*Directions for this task*. Please pick out every line in the records below that contains the word "dark", and copy each one in full.

*Recorded data*.
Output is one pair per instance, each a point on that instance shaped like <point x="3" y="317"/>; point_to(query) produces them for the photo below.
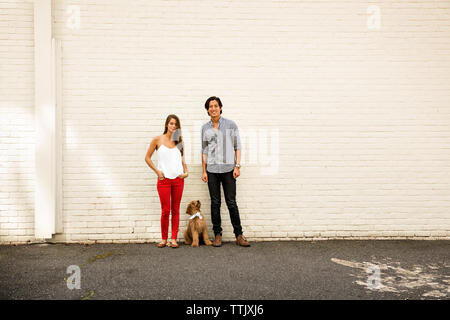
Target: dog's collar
<point x="196" y="215"/>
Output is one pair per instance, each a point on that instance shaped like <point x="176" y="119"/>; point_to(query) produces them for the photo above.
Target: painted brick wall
<point x="345" y="122"/>
<point x="16" y="121"/>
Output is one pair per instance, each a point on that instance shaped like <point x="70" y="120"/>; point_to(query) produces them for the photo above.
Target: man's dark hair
<point x="211" y="99"/>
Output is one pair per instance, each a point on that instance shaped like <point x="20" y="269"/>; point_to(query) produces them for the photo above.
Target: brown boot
<point x="241" y="241"/>
<point x="217" y="241"/>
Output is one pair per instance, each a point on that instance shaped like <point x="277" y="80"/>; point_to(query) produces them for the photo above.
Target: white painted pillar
<point x="45" y="195"/>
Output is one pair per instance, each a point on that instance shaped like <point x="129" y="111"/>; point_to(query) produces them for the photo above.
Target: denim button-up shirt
<point x="220" y="146"/>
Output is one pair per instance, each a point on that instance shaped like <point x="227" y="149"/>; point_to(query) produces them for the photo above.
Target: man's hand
<point x="236" y="172"/>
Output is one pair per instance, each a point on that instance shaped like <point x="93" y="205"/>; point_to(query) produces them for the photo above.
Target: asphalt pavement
<point x="285" y="270"/>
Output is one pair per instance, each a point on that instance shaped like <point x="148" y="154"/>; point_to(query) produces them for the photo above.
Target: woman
<point x="171" y="172"/>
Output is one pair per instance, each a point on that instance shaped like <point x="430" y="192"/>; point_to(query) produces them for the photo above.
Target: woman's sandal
<point x="162" y="244"/>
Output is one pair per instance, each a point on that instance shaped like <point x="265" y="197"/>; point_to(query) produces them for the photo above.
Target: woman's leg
<point x="163" y="187"/>
<point x="177" y="193"/>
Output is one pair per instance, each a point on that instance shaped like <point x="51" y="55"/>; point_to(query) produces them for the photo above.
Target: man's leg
<point x="214" y="193"/>
<point x="229" y="190"/>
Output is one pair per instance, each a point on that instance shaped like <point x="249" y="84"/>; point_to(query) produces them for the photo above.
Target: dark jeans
<point x="229" y="190"/>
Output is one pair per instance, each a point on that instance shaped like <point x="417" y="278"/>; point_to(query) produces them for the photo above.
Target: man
<point x="221" y="156"/>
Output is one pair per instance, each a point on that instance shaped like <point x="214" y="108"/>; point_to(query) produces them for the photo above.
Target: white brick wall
<point x="362" y="115"/>
<point x="16" y="121"/>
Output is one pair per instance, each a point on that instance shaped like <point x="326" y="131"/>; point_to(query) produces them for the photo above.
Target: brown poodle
<point x="196" y="230"/>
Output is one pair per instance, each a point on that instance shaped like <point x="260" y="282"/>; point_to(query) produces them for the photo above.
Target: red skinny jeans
<point x="170" y="192"/>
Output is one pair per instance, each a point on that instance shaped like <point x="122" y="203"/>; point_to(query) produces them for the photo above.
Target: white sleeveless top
<point x="169" y="161"/>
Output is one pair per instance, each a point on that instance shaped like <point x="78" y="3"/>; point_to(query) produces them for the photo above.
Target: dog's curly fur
<point x="196" y="230"/>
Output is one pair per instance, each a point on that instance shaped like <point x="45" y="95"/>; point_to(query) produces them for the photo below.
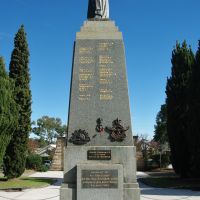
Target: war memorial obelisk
<point x="100" y="158"/>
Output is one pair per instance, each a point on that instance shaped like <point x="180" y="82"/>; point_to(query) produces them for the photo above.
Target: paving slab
<point x="52" y="192"/>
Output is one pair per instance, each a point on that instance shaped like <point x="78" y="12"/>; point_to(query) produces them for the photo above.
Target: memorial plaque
<point x="99" y="179"/>
<point x="99" y="155"/>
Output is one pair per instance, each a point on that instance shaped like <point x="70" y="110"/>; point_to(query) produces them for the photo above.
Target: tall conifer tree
<point x="194" y="130"/>
<point x="178" y="107"/>
<point x="8" y="111"/>
<point x="15" y="159"/>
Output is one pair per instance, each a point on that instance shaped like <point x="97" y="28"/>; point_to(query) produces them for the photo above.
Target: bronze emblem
<point x="117" y="132"/>
<point x="79" y="137"/>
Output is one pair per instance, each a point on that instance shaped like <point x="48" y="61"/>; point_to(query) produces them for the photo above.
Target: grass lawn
<point x="170" y="180"/>
<point x="25" y="182"/>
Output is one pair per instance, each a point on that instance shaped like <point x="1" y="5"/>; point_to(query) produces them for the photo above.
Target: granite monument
<point x="100" y="158"/>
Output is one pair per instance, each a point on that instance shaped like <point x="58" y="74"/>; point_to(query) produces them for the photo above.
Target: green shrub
<point x="34" y="161"/>
<point x="165" y="160"/>
<point x="42" y="168"/>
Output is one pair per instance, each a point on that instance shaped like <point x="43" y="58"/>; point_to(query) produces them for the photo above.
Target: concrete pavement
<point x="52" y="192"/>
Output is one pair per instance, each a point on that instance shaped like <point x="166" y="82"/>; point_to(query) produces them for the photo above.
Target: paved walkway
<point x="52" y="192"/>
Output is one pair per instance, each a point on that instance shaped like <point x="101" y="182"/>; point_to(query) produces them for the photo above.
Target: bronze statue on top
<point x="98" y="9"/>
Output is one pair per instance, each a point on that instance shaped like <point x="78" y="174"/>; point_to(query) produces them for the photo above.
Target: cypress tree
<point x="160" y="132"/>
<point x="194" y="118"/>
<point x="178" y="108"/>
<point x="8" y="111"/>
<point x="15" y="159"/>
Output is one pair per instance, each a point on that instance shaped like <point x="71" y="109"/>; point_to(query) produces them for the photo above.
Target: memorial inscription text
<point x="99" y="155"/>
<point x="99" y="179"/>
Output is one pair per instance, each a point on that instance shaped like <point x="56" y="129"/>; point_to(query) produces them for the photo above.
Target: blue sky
<point x="150" y="29"/>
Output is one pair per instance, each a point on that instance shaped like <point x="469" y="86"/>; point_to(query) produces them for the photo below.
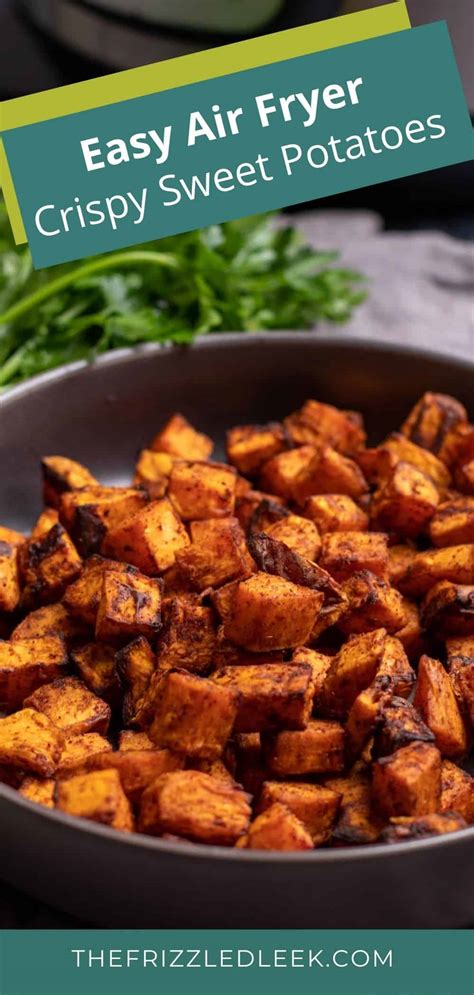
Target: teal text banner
<point x="323" y="962"/>
<point x="252" y="141"/>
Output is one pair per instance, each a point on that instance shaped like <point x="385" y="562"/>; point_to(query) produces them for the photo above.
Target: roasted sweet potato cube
<point x="96" y="665"/>
<point x="372" y="604"/>
<point x="457" y="791"/>
<point x="129" y="606"/>
<point x="432" y="418"/>
<point x="453" y="522"/>
<point x="135" y="665"/>
<point x="352" y="670"/>
<point x="39" y="790"/>
<point x="26" y="664"/>
<point x="188" y="638"/>
<point x="322" y="423"/>
<point x="345" y="553"/>
<point x="269" y="612"/>
<point x="280" y="473"/>
<point x="329" y="473"/>
<point x="195" y="806"/>
<point x="97" y="796"/>
<point x="82" y="598"/>
<point x="395" y="665"/>
<point x="179" y="438"/>
<point x="436" y="701"/>
<point x="400" y="725"/>
<point x="150" y="539"/>
<point x="30" y="742"/>
<point x="335" y="513"/>
<point x="299" y="534"/>
<point x="313" y="804"/>
<point x="80" y="752"/>
<point x="404" y="829"/>
<point x="60" y="475"/>
<point x="9" y="577"/>
<point x="277" y="828"/>
<point x="405" y="502"/>
<point x="71" y="706"/>
<point x="152" y="471"/>
<point x="218" y="554"/>
<point x="409" y="781"/>
<point x="250" y="446"/>
<point x="193" y="715"/>
<point x="202" y="490"/>
<point x="91" y="513"/>
<point x="48" y="565"/>
<point x="448" y="609"/>
<point x="269" y="696"/>
<point x="318" y="749"/>
<point x="454" y="563"/>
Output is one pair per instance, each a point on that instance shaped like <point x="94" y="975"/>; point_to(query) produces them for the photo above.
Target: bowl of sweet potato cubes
<point x="266" y="652"/>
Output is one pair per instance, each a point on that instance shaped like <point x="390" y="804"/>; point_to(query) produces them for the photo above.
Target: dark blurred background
<point x="47" y="43"/>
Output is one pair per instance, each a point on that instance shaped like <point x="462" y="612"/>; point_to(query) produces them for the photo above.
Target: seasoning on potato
<point x="272" y="653"/>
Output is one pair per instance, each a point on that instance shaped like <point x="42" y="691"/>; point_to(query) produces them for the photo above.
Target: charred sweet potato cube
<point x="91" y="513"/>
<point x="188" y="638"/>
<point x="372" y="604"/>
<point x="48" y="565"/>
<point x="129" y="606"/>
<point x="351" y="671"/>
<point x="26" y="664"/>
<point x="329" y="472"/>
<point x="345" y="553"/>
<point x="195" y="806"/>
<point x="217" y="554"/>
<point x="60" y="475"/>
<point x="454" y="563"/>
<point x="299" y="534"/>
<point x="269" y="612"/>
<point x="313" y="804"/>
<point x="51" y="620"/>
<point x="250" y="446"/>
<point x="318" y="749"/>
<point x="457" y="791"/>
<point x="335" y="513"/>
<point x="96" y="665"/>
<point x="280" y="473"/>
<point x="39" y="790"/>
<point x="409" y="781"/>
<point x="322" y="423"/>
<point x="71" y="706"/>
<point x="152" y="471"/>
<point x="179" y="438"/>
<point x="80" y="752"/>
<point x="97" y="796"/>
<point x="277" y="828"/>
<point x="432" y="418"/>
<point x="448" y="609"/>
<point x="135" y="665"/>
<point x="202" y="490"/>
<point x="453" y="523"/>
<point x="436" y="701"/>
<point x="404" y="829"/>
<point x="269" y="696"/>
<point x="150" y="539"/>
<point x="193" y="715"/>
<point x="405" y="502"/>
<point x="400" y="725"/>
<point x="30" y="742"/>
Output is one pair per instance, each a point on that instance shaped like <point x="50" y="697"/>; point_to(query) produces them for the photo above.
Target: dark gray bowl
<point x="102" y="414"/>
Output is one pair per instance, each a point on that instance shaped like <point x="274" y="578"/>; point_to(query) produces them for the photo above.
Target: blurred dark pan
<point x="101" y="415"/>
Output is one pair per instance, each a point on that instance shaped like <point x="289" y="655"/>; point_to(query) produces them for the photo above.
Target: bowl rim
<point x="198" y="851"/>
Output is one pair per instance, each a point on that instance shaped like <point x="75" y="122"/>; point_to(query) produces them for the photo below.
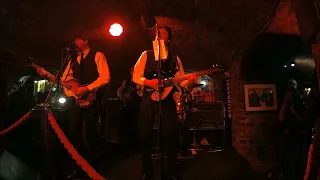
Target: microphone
<point x="72" y="47"/>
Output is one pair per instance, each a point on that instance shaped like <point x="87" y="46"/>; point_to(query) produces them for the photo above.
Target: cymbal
<point x="197" y="85"/>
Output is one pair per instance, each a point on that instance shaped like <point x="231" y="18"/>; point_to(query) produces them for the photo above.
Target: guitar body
<point x="128" y="96"/>
<point x="86" y="100"/>
<point x="155" y="95"/>
<point x="70" y="87"/>
<point x="169" y="83"/>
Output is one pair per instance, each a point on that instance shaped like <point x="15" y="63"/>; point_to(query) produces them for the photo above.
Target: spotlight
<point x="62" y="100"/>
<point x="116" y="29"/>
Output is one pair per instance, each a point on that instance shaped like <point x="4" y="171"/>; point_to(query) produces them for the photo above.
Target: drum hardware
<point x="194" y="145"/>
<point x="156" y="154"/>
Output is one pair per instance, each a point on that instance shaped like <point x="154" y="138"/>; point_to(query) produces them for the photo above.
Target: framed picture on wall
<point x="260" y="97"/>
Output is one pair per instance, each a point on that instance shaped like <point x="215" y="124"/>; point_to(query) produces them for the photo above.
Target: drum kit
<point x="185" y="107"/>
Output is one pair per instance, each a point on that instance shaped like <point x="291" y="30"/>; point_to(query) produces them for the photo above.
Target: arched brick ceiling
<point x="206" y="32"/>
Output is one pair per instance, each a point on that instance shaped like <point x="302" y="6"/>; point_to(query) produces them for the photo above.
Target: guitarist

*Result of this task*.
Target: man's dark hair
Target: dark jeans
Target: dark blurred background
Target: dark gray bowl
Target: blurred dark pan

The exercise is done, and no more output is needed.